[Dataset items]
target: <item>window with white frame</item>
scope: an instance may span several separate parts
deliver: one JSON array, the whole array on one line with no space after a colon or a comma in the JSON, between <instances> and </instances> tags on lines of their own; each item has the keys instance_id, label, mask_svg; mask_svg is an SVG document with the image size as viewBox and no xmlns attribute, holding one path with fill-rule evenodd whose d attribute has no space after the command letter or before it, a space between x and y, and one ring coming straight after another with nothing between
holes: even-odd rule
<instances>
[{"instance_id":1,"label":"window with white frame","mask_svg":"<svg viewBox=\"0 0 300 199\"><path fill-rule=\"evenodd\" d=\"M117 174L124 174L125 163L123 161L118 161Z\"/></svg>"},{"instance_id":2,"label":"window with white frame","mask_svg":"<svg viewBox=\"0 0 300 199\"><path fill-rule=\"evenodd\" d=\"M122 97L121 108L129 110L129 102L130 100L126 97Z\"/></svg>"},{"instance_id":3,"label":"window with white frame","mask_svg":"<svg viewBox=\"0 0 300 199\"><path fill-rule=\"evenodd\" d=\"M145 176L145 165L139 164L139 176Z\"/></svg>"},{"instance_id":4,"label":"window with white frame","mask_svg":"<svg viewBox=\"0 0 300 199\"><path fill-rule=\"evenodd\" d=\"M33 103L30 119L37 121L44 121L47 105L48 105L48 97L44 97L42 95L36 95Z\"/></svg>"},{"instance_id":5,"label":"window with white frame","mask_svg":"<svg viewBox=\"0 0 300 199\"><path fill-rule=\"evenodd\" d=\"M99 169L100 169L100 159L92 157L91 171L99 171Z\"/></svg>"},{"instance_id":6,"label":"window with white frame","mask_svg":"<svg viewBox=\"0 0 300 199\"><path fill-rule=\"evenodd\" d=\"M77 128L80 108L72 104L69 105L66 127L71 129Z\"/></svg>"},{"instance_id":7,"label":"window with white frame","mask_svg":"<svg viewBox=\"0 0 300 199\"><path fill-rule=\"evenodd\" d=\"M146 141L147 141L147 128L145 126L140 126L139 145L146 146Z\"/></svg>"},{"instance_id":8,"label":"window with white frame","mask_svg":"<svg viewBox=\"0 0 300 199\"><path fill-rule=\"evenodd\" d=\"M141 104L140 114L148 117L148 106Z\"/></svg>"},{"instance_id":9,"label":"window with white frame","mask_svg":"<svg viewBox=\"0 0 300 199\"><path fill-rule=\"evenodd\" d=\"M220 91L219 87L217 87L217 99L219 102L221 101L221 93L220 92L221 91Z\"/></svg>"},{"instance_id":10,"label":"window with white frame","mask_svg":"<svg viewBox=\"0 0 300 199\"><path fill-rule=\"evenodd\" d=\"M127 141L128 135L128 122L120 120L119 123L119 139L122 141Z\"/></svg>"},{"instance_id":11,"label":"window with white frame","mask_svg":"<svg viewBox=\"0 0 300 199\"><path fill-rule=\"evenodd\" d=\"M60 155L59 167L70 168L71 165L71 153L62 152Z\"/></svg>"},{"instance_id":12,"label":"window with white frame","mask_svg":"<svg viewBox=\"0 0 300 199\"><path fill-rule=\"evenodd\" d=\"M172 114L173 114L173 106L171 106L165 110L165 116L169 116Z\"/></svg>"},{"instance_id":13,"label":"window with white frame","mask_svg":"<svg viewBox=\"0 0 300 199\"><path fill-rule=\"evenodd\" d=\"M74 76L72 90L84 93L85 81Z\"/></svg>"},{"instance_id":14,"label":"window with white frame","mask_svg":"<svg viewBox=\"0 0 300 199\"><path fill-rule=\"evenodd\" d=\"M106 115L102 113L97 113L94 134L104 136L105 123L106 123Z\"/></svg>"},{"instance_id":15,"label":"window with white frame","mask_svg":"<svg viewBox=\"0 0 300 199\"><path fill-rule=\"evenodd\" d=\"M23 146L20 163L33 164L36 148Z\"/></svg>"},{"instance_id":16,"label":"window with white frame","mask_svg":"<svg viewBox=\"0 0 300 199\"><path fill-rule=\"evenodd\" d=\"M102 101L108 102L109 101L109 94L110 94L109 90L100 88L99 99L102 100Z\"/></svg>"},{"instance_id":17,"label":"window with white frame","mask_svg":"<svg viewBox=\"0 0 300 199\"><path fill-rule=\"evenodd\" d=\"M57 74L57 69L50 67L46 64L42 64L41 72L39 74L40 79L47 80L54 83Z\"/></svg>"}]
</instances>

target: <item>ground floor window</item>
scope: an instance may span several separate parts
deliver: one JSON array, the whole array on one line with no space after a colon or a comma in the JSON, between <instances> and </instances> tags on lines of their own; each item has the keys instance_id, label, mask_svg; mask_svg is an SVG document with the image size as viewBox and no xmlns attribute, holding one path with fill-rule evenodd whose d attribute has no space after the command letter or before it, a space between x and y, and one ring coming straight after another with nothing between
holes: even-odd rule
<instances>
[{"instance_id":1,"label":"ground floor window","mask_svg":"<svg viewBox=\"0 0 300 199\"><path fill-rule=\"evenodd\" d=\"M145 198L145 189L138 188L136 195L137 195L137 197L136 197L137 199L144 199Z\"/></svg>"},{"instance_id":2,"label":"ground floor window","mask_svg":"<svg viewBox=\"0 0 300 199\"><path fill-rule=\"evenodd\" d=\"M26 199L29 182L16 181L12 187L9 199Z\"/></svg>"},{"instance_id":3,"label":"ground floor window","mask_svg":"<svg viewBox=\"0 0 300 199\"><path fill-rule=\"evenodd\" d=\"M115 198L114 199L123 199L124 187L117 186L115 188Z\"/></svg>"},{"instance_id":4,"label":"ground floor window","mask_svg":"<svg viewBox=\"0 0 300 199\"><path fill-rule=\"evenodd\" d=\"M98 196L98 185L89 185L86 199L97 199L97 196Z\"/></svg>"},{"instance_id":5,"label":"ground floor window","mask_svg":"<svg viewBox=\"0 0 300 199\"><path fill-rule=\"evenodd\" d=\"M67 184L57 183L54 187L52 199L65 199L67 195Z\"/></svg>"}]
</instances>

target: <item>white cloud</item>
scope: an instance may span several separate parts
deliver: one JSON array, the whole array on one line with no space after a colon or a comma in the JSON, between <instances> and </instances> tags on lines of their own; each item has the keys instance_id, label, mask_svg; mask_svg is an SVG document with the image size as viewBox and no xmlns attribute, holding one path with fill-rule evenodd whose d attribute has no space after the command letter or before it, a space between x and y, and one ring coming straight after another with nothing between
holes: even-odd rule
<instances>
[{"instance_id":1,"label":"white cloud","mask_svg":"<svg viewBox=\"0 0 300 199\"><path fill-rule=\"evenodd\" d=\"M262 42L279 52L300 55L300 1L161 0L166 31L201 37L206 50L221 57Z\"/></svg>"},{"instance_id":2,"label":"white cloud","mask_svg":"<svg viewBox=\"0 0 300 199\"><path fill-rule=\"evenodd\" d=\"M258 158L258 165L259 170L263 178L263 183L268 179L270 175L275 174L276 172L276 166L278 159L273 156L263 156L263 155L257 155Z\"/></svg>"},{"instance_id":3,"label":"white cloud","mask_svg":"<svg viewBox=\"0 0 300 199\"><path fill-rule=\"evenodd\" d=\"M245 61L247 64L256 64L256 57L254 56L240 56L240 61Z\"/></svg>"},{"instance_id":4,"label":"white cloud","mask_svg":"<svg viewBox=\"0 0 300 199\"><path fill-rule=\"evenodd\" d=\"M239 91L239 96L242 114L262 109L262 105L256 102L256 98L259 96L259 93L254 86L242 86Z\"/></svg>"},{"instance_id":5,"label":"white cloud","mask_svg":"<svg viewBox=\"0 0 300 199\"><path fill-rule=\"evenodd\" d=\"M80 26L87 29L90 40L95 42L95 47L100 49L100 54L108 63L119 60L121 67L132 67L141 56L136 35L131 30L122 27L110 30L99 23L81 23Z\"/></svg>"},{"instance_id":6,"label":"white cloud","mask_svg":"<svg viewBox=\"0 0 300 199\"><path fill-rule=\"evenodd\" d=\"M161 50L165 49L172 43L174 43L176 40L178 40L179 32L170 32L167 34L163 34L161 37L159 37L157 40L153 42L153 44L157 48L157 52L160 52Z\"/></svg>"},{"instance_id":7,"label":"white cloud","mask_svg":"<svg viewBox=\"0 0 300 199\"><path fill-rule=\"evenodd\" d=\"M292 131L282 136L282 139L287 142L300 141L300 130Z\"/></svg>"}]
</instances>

WHAT THIS TASK INVOLVES:
Each line from the one with "target: <item>white cloud</item>" through the end of the entries above is to be returned word for word. Nothing else belongs in the answer.

WRITTEN REPLY:
target: <item>white cloud</item>
scope: an instance may span several separate parts
deliver: one JSON array, the whole array on one line with no space after a colon or a comma in the JSON, between <instances> and </instances> tags on lines of their own; each item has the keys instance_id, label, mask_svg; mask_svg is an SVG document with the image size as viewBox and no xmlns attribute, holding one path with fill-rule evenodd whose d attribute has no space after the command letter or before it, a space between x and y, and one ring coming straight after another with nothing between
holes: even-odd rule
<instances>
[{"instance_id":1,"label":"white cloud","mask_svg":"<svg viewBox=\"0 0 300 199\"><path fill-rule=\"evenodd\" d=\"M262 42L279 52L300 55L300 1L161 0L166 31L201 37L206 50L221 57Z\"/></svg>"},{"instance_id":2,"label":"white cloud","mask_svg":"<svg viewBox=\"0 0 300 199\"><path fill-rule=\"evenodd\" d=\"M258 158L258 165L259 170L263 178L263 183L268 179L270 175L275 174L276 172L276 166L278 159L273 156L263 156L263 155L257 155Z\"/></svg>"},{"instance_id":3,"label":"white cloud","mask_svg":"<svg viewBox=\"0 0 300 199\"><path fill-rule=\"evenodd\" d=\"M245 61L247 64L256 64L256 57L254 56L240 56L240 61Z\"/></svg>"},{"instance_id":4,"label":"white cloud","mask_svg":"<svg viewBox=\"0 0 300 199\"><path fill-rule=\"evenodd\" d=\"M239 91L239 96L242 114L262 109L262 105L256 102L256 98L259 96L259 93L254 86L242 86Z\"/></svg>"},{"instance_id":5,"label":"white cloud","mask_svg":"<svg viewBox=\"0 0 300 199\"><path fill-rule=\"evenodd\" d=\"M80 26L87 29L90 40L95 42L95 47L100 49L100 54L108 63L119 60L121 67L132 67L141 56L136 35L131 30L122 27L110 30L99 23L81 23Z\"/></svg>"},{"instance_id":6,"label":"white cloud","mask_svg":"<svg viewBox=\"0 0 300 199\"><path fill-rule=\"evenodd\" d=\"M161 50L165 49L172 43L174 43L176 40L178 40L179 32L170 32L167 34L163 34L161 37L159 37L157 40L153 42L153 44L157 48L157 52L160 52Z\"/></svg>"},{"instance_id":7,"label":"white cloud","mask_svg":"<svg viewBox=\"0 0 300 199\"><path fill-rule=\"evenodd\" d=\"M292 131L282 136L282 139L287 142L300 141L300 130Z\"/></svg>"}]
</instances>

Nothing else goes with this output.